__TASK SET__
**A.** Write out the passage of the Quality Improvement Award page from "2019-2020 Quality Improvement" to "per academic year.", word for word.
**B.** Using the Quality Improvement Award page, answer these questions:
(i) How many awards are given per academic year?
(ii) Besides representatives from the Quality & Innovation Program and the Council, who serves on the review committee?
(iii) Which division is Dr. David Bozaan from?
**C.** Name every division mentioned on the Quality Improvement Award page.

__PROVIDED TEXT__
··········

2019-2020 Quality Improvement Award
The application window for 2019-2020 funding is closed. View application details.
The Department of Internal Medicine Faculty Quality Improvement Award is designed to help develop leaders in quality improvement within the department. To apply, faculty members must propose a quality improvement project, providing a detailed description of the problem the project will attempt to address including the underlying causes of the problem, goals of the proposed project, and a summary of the expected outcomes. Applicants are also required to include the setting and impact, approach, and the significance of the project including how it will improve clinical practice. One award is given per academic year.
Each application is reviewed by a committee consisting of a selection of representatives from the Quality & Innovation Program and the Council. A patient advisor is also included as a member of the review committee. The Review Committee considers the below questions when assessing each application:
- Is the applicant qualified and ready to undertake the project and complete it within 1 year?
- Is the scope of the project something that is achievable by the applicant within the planned setting?
- Does this project have the potential for significant impact on the quality of care for our patients?
- Is the approach described sound and appropriate for achieving the goals of the project?
- Have potential barriers been carefully considered and appropriate strategies to tackling them been identified?
2018-2019 Faculty Quality Improvement Award Recipient
Rajan Ravikumar, MD, Division of Allergy and Clinical Immunology
Our first recipient is Dr. Rajan Ravikumar from the Division of Allergy and Clinical Immunology, whose multi-disciplinary project aims to improve the appropriate use of antibiotics in hospitalized patients. The team, including Dr. Tejal Gandhi from the Division of Infectious Diseases, Dr. David Bozaan from the Division of Hospital Medicine and representatives from pharmacy, nursing, and Health Information and Technology Services (HITS), will evaluate the impact of a penicillin skin-testing protocol designed to help separate out the significant number of patients who report an allergy to penicillin but don’t have a true IgE-mediated reaction to it. The goal is for more patients be safely treated with first-line antibiotics.

··········

Data excerpts
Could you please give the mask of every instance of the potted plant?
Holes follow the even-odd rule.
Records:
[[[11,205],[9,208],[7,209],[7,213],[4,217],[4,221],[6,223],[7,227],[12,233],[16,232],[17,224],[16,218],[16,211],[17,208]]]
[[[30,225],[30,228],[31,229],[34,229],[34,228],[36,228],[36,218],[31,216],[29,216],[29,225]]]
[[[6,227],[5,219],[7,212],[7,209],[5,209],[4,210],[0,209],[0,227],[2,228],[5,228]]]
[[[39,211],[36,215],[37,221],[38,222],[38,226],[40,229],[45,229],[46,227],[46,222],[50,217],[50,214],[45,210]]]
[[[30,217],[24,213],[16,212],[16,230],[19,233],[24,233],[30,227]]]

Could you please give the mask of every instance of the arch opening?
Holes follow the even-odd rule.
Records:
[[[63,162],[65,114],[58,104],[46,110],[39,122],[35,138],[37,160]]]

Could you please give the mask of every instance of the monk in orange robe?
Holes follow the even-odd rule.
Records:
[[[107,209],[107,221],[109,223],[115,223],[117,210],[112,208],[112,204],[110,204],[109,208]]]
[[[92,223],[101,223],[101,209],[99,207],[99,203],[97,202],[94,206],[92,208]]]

··········

__EXPECTED RESULTS__
**A.**
2019-2020 Quality Improvement Award
The application window for 2019-2020 funding is closed. View application details.
The Department of Internal Medicine Faculty Quality Improvement Award is designed to help develop leaders in quality improvement within the department. To apply, faculty members must propose a quality improvement project, providing a detailed description of the problem the project will attempt to address including the underlying causes of the problem, goals of the proposed project, and a summary of the expected outcomes. Applicants are also required to include the setting and impact, approach, and the significance of the project including how it will improve clinical practice. One award is given per academic year.

**B.**
(i) One
(ii) A patient advisor
(iii) The Division of Hospital Medicine

**C.**
Division of Allergy and Clinical Immunology
Division of Infectious Diseases
Division of Hospital Medicine